##### Material to process #####

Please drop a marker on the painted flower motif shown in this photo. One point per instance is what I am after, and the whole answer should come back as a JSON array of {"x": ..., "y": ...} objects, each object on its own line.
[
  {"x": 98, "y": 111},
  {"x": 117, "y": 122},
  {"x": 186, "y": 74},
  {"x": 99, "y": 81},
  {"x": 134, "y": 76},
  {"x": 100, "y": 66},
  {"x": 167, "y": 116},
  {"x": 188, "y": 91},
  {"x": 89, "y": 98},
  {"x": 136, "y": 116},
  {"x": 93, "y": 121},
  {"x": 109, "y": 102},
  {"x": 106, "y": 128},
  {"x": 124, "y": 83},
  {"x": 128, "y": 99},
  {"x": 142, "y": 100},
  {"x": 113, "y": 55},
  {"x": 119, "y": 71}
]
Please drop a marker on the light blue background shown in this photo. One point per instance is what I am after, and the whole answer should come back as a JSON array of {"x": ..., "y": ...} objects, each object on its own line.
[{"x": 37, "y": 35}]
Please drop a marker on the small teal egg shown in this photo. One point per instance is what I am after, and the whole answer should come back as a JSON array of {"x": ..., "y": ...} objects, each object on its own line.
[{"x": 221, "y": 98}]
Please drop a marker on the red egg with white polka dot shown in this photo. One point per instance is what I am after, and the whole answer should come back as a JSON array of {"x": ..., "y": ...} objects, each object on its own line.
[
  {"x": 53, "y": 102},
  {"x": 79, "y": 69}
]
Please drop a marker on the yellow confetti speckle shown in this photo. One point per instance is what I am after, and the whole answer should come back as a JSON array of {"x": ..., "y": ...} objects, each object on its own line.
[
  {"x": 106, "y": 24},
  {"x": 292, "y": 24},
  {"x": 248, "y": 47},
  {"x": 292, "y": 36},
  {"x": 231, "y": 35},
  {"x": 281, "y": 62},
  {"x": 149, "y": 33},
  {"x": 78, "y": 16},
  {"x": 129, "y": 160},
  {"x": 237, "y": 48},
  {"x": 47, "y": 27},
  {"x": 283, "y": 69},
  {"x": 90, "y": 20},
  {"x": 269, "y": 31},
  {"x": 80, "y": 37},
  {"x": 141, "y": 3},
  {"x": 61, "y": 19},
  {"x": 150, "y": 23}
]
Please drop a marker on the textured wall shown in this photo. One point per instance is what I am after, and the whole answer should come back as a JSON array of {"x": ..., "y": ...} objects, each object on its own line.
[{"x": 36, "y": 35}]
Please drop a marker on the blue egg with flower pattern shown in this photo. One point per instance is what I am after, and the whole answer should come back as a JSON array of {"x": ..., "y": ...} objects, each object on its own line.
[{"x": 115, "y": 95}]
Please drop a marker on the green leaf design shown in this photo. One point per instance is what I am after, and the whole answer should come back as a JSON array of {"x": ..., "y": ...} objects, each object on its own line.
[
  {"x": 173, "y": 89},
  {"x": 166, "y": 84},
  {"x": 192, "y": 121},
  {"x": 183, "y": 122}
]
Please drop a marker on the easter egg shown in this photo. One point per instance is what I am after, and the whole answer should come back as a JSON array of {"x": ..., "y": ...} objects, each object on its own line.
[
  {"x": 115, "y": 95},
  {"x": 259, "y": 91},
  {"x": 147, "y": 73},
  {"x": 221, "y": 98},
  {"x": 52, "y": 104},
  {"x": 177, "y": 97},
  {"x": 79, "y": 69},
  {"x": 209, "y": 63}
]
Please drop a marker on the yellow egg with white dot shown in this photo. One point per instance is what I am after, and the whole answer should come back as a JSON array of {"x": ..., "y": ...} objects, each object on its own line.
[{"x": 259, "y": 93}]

#####

- [What the task asks] Write out an exact transcription of the line with "Please drop a marker on the blue" and of each line after it; stop at the end of the records.

- [Your solution]
Please drop a marker on the blue egg with flower pattern shown in this photo. One point per instance is what I am after, and the whole answer should come back as a JSON array of {"x": ..., "y": ...} objects, each object on its own line.
[{"x": 115, "y": 95}]
Please drop a marker on the green leaf design shown in this photo. One point per instance is what I am after, and the whole answer should come back as a JSON array of {"x": ..., "y": ...} objects, each object on its own line.
[
  {"x": 173, "y": 89},
  {"x": 166, "y": 84},
  {"x": 192, "y": 121},
  {"x": 183, "y": 122}
]
Please drop a marker on the easter egg shown in this photo. One point per instance is what I am after, and the whole answer should come back as a JSON array of {"x": ..., "y": ...} objects, each object on its own line.
[
  {"x": 115, "y": 95},
  {"x": 259, "y": 91},
  {"x": 147, "y": 73},
  {"x": 221, "y": 98},
  {"x": 52, "y": 104},
  {"x": 177, "y": 97},
  {"x": 79, "y": 69},
  {"x": 209, "y": 63}
]
Please drop a marker on the yellow egg with white dot shown in this photo. One point per instance is what I am after, and the whole answer should come back as a JSON array of {"x": ..., "y": ...} objects, each object on its own line.
[{"x": 259, "y": 93}]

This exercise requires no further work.